• **Source excerpt**
begin

Recursive Sequence Geeks For Geeks Problem Of The Day 12-02-2024

Problem Link:

https://www.geeksforgeeks.org/problems/recursive-sequence1611/1

Code:

class Solution{

    static long sequence(int n){

       

        long sum=0;

        int pointer=0;

        

        int mod=1000000007;

        int pointer2=1;

        

        for(int i=1;i<n+1;i++){

           pointer=i;

           long val=1;

           int mul=pointer2;

           for(int j=0;j<pointer;j++){

               val=(val*mul)%mod;

               mul++;

           }

           pointer2=mul;

           sum=(sum+val)%mod;

        }

        return sum;

    }

}

Solution Approach:

Here we need to find out the sum of product of consecutive numbers up to a particular range.

1.In problem it is given that if i==2 then it means 2 consecutive numbers product and later on their product should be added in overall sum.

end

• **Material for the task**

begin

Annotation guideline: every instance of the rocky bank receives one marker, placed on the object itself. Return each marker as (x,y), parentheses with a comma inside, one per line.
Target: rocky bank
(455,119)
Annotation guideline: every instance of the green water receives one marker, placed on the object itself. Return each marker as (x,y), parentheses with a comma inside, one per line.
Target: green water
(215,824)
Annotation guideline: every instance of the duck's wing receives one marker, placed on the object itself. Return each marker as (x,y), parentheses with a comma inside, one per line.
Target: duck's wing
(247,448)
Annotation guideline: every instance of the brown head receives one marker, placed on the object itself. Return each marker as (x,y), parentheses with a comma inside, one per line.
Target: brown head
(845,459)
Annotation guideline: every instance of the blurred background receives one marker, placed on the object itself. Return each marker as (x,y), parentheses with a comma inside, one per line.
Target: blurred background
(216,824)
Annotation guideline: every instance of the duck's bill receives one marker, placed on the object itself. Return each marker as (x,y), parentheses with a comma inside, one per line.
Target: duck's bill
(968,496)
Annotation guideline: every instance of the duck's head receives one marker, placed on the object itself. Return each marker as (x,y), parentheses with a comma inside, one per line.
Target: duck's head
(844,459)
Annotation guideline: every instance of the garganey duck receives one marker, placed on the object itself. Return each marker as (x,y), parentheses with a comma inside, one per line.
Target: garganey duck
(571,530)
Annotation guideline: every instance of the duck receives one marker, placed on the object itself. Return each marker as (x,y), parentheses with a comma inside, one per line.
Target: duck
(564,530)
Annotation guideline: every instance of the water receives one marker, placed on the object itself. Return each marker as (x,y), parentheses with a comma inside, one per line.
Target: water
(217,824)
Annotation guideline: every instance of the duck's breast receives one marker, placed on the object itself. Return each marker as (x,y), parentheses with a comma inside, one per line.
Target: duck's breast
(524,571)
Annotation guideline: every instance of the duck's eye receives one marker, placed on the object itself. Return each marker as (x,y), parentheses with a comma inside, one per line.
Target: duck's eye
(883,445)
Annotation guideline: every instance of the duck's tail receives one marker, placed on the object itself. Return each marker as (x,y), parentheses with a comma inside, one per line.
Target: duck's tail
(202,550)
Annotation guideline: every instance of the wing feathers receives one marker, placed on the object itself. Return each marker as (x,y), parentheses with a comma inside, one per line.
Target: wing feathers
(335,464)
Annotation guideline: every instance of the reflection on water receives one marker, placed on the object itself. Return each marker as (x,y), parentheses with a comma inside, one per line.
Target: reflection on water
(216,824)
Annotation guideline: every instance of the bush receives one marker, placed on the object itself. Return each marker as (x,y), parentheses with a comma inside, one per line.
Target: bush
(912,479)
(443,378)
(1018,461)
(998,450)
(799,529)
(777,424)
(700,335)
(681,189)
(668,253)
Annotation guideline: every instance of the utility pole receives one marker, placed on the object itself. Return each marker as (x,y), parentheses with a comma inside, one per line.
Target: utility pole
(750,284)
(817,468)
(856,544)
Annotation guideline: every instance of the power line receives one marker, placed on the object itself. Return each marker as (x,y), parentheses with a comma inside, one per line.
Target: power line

end

• **Given request 1**
In the recursive sequence post, what number is the variable mod set to in the code?
• **Given request 2**
Count the lines of the records that contain the word "bill", and reply with the number only.

• **Worked answer 1**
1000000007

• **Worked answer 2**
2